-- BEGIN Provided entries --

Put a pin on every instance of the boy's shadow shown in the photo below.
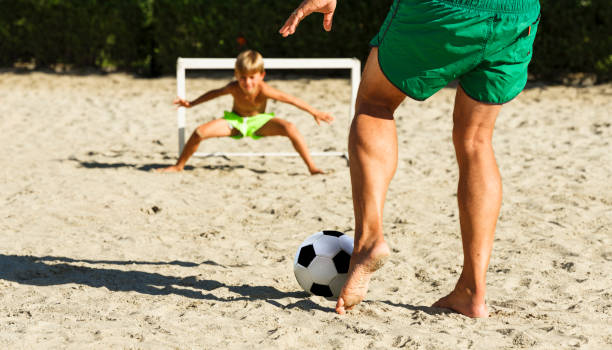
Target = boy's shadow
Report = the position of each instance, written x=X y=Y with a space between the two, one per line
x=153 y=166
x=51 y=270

-- END Provided entries --
-- BEGIN Provided entries --

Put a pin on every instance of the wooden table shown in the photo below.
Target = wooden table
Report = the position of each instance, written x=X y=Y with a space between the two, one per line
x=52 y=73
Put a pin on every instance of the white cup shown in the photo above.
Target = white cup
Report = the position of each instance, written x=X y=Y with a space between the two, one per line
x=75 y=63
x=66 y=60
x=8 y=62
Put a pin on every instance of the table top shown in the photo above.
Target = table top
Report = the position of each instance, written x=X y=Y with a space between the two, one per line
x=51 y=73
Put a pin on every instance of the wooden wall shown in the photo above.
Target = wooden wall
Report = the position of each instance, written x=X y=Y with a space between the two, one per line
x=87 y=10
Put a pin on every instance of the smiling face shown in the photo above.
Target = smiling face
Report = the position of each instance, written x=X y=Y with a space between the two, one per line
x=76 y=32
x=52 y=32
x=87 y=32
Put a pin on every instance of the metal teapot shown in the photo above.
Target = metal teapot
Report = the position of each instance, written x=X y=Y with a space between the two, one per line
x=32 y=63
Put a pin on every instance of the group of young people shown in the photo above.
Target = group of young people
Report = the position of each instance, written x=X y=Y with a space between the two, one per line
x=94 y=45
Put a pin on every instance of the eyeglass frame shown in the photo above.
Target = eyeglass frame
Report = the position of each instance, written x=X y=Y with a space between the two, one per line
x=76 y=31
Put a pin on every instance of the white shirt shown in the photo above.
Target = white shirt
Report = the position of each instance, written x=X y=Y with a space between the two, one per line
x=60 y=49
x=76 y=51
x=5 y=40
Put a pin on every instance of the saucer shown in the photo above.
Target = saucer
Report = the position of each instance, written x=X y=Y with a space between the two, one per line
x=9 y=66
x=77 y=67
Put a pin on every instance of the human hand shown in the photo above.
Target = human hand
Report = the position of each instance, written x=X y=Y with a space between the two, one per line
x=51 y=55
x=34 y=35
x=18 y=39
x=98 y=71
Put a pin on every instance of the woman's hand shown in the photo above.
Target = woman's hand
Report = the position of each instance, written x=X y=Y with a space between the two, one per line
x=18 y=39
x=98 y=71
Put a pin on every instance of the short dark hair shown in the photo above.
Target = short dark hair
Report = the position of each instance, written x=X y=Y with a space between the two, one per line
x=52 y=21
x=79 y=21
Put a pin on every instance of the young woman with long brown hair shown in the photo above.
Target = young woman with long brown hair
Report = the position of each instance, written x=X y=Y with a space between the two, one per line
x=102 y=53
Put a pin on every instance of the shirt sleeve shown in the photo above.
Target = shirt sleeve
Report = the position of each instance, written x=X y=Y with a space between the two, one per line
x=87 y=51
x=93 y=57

-- END Provided entries --
-- BEGIN Provided entries --

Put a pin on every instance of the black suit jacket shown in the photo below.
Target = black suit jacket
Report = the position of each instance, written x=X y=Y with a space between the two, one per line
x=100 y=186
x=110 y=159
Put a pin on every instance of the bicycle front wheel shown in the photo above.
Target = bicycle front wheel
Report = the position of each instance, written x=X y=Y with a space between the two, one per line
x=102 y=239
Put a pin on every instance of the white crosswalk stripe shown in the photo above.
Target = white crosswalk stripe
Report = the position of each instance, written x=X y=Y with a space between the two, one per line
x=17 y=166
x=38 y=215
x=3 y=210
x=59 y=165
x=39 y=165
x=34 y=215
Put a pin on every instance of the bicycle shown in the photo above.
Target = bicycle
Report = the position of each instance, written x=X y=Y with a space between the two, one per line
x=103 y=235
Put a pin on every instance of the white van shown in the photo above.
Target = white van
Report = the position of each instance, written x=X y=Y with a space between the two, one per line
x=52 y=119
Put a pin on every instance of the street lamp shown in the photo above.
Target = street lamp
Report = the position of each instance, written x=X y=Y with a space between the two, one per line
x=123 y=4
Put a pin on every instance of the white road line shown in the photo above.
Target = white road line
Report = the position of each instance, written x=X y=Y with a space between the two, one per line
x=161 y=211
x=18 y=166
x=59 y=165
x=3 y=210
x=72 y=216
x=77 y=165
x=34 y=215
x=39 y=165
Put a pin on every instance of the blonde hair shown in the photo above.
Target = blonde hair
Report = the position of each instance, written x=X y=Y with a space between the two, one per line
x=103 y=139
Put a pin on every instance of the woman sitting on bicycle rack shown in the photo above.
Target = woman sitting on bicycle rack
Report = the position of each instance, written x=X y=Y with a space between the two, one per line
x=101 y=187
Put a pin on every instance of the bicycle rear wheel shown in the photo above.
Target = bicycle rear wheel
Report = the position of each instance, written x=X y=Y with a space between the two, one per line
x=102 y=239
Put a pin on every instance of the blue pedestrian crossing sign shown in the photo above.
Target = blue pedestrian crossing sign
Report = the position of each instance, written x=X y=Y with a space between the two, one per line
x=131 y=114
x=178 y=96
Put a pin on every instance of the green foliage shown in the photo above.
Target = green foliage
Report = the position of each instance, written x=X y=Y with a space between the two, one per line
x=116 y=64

-- END Provided entries --

Task statement
Convert the records from the line with "Put a pin on every instance of the bicycle shown" up to and including the line with "x=103 y=139" into a two-column CSV with the headers record_text and answer. Give one row per record, with each field in quotes and every line break replaced by a space.

Problem solution
record_text,answer
"Put a pin on every instance of the bicycle shown in the photo above. Target = bicycle Report = the position of each instance, written x=X y=Y with a space between the two, one per line","x=103 y=235"
"Put a pin on every instance of the white van shown in the photo above. Target = white van Report = the position of each instance, written x=X y=Y with a space between the two, one per line","x=52 y=119"
"Put a pin on every instance of the street lamp shown in the photo above. Target = street lamp Report = the position of each instance, written x=X y=Y with a space between the two, one per line","x=123 y=4"
"Put a pin on every instance of the white road line shown in the photo above. Target = white road line Report = the position of each instance, written x=X y=Y with a space between the two, one per line","x=161 y=211 x=18 y=166 x=59 y=165 x=3 y=210 x=72 y=216 x=77 y=165 x=34 y=215 x=39 y=165"
"Put a pin on every instance of the blonde hair shown in the photo above. Target = blonde hair Report = the position of each instance, written x=X y=Y with a space between the two, one per line","x=103 y=139"